4. Experiment 3: Variable vs. Focused Retrieval History

In Experiments 1 and 2, we examined the impact of selective retrieval of one feature from VSTM on object learning. However, it is not uncommon for more than one feature of an object to be relevant over repeated encounters. This experiment tests how selection of multiple features from VSTM affects VLTM for novel objects.

Objects were assigned to one of three conditions (Figure 2B): In the Constant and Switch conditions, the same feature was probed twice in the practice phase; in the test phase, the same feature or an unpracticed feature was probed, respectively. In the Variable condition, two different features were probed in the practice phase; in the test phase, the third (unpracticed) feature was probed. This design affords a direct comparison between variable practice (Variable) and focused practice (Switch) with respect to long-term memory for unpracticed features.

There were three possible outcomes: First, variable practice might moderate the suppression of unpracticed features by releasing inhibition when previously unpracticed features must be practiced, resulting in higher accuracy in Variable than Switch. Second, the distinction between variable and focused practice may be inconsequential insofar as all that matters for unpracticed features is that they are not selected, in which case Variable and Switch accuracy would not differ (but should be better than chance). Third, variable practice might induce greater suppression of always unpracticed features due to the weak status of previously unpracticed features that must be practiced, which incites strong competition and results in higher accuracy for Switch than Variable.

__Stated goal__
Answer these questions about the Experiment 3 excerpt:
1. What did Experiments 1 and 2 examine?
2. In the Variable condition, which feature was probed in the test phase?
3. Under the second possible outcome, how would Variable and Switch accuracy compare?

__Stored data__

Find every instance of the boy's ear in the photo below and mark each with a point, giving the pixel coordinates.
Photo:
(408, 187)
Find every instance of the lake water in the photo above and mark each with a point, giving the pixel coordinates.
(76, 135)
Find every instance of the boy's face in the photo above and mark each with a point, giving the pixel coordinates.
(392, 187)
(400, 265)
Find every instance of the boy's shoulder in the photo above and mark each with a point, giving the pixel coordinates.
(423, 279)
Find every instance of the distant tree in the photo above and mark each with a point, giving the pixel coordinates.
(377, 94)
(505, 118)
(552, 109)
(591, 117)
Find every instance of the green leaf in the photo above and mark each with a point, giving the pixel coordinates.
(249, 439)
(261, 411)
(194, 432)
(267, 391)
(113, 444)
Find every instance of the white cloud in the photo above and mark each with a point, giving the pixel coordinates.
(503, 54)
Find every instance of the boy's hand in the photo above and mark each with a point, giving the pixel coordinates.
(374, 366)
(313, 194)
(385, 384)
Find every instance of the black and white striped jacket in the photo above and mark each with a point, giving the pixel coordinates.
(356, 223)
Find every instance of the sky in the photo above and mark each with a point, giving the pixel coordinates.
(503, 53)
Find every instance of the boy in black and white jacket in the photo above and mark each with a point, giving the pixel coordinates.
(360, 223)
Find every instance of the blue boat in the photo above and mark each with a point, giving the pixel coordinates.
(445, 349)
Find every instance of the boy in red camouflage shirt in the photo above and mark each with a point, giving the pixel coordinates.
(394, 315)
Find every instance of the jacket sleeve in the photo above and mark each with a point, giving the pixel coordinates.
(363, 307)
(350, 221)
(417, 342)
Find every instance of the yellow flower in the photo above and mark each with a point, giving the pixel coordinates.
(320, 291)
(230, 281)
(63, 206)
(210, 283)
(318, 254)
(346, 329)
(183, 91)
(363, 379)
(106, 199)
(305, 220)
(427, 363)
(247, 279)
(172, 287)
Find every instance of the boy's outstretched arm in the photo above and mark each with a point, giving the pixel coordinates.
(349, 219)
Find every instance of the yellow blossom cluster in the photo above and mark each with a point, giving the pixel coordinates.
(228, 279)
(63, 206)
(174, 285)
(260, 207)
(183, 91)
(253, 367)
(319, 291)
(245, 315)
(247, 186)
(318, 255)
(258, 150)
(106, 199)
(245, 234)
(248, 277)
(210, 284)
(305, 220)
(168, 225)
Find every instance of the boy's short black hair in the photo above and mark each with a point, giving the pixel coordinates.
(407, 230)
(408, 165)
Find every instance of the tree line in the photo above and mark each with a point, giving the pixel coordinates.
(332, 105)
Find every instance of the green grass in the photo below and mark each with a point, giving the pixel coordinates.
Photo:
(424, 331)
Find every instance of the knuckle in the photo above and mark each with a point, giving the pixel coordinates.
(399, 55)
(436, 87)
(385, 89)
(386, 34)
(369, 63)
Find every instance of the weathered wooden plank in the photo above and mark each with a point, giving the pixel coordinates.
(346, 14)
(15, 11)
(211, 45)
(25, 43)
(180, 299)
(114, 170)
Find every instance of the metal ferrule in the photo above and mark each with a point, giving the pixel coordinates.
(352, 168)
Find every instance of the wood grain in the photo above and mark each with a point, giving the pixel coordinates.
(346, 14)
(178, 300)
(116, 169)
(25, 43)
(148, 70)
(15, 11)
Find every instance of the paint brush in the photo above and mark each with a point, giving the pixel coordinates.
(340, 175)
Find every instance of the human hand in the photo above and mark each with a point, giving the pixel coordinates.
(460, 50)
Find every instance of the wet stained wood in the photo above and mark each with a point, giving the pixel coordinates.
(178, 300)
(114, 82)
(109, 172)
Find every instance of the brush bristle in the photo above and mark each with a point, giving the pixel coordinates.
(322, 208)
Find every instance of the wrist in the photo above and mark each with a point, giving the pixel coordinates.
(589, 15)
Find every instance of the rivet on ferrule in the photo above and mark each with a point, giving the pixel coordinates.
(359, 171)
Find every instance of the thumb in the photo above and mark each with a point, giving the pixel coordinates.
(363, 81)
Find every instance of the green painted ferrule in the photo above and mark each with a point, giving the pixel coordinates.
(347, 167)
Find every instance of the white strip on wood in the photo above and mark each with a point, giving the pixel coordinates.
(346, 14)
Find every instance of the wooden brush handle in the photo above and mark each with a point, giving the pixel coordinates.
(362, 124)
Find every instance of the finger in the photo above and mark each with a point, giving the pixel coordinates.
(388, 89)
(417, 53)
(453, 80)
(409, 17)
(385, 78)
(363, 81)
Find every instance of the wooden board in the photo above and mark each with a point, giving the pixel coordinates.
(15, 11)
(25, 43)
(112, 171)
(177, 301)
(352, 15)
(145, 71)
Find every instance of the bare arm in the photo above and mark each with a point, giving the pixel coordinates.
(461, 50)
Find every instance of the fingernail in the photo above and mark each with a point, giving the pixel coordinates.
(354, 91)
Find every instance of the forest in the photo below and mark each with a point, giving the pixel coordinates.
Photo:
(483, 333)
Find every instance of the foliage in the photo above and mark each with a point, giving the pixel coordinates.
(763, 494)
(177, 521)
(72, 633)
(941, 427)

__Written answer__
1. They examined the impact of selective retrieval of one feature from VSTM on object learning.
2. The third (unpracticed) feature was probed.
3. They would not differ, but both should be better than chance.